# Description of the task
Continue the post about being blocked by a partner after an argument, starting right after its final sentence.

# Passage to read
[Start of section]

As I mentioned in my post, she left me crying and went to sleep. I was hurt by this and confronted her about it today, as I had gone to her for support. I was quite mad when I spoke to her, just because she's done this so many times, and every time she doesn't see what's wrong about just leaving me to cry when I need her.

 

She has reacted the way she always does, calling me irrational and mentally ill, and has now blocked and deleted me.

 

This is how it always goes, but I feel like it's for good this time. She often would leave some way open for me to contact her, but this time she's made it so I can't contact her at all. She has told me she wants to cut me out of her life.

 

So right now, I sit in disbelief that she could treat me this way. But I know that in a few days time, I will crumble at the silence and reach out in anyway I possibly can to get her back. Because I don't want her to leave me this way. What she says is untrue. Am I so wrong for expecting a partner to care when I'm upset? But give it a few days and I will be convinced I was wrong to be mad at her. I will feel awful. I feel awful now. I hate being shut out for crying. I'm so confused. Every time this happens, it seems so trivial to me. I expect her to just apologise and be there for me in the future, but instead I'm met with anger for being mad at her. But she makes me feel so awful, I can't help but tell her when she's done something to make me feel this way.

[End of section]

Collected data:
[Start of section]

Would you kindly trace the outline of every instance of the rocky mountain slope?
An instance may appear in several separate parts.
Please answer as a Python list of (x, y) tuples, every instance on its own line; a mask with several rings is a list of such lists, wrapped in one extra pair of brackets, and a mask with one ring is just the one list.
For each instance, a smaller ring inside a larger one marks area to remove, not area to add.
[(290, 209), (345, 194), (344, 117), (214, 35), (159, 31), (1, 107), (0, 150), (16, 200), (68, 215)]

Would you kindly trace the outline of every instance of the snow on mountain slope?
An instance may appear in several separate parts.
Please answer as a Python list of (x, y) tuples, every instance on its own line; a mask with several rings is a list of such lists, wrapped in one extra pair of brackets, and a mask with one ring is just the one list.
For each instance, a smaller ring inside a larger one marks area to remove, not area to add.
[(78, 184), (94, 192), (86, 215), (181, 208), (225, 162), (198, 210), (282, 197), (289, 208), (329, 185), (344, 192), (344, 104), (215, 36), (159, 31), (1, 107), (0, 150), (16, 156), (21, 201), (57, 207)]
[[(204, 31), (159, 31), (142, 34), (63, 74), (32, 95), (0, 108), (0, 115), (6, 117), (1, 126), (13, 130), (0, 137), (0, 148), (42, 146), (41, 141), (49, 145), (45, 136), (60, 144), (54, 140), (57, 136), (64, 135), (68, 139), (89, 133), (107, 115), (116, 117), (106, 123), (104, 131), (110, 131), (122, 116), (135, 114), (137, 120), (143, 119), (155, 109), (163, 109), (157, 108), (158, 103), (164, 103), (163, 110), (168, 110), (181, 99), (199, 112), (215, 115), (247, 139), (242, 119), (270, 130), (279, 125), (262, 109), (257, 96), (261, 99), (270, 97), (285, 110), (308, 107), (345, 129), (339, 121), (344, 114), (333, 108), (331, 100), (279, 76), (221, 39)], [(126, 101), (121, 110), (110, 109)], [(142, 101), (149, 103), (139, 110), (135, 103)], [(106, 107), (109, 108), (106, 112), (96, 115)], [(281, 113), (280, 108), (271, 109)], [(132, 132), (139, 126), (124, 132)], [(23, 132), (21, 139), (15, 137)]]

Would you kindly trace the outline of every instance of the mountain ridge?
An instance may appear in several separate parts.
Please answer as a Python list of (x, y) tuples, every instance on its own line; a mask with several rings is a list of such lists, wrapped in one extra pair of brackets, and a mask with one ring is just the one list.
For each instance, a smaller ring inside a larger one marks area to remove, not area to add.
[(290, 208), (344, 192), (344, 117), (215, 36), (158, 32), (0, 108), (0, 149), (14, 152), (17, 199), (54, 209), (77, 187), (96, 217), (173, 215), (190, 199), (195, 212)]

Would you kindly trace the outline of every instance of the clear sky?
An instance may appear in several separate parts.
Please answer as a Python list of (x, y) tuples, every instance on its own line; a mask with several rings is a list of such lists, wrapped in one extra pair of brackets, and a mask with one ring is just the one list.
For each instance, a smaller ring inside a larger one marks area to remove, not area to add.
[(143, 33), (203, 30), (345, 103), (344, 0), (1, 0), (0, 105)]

[End of section]

# Task result
And thank you Hollyj. To actually hear someone else use those words to describe her makes me feel sane. She constantly tries to say I am insane and mentally ill for feeling this way.

 

When I went to the therapist, they started helping me build boundaries and to be assertive, to know when someone has treated me badly and put myself first.

 

I'd say I'm not quite strong enough to stick to my guns and not reach out to her. I know I should be. I'm trying not to. I'm just so confused. She makes me doubt myself until I believe I was wrong for being upset.

 

I have not met her in person, no, and I was also seeking answers for why I'm in this unhealthy dynamic, but the therapist finished our sessions abruptly because I was no longer suicidal at the time. I was making progress.

 

I just don't know how to handle the situation correctly. I want to do what's right, but I always give in and chase her. She never chases me.

 

And for context, I'm a lesbian so I find it very hard to meet anyone. I feel so alone a lot of the time, which is probably why she fills so much of a gap in my life.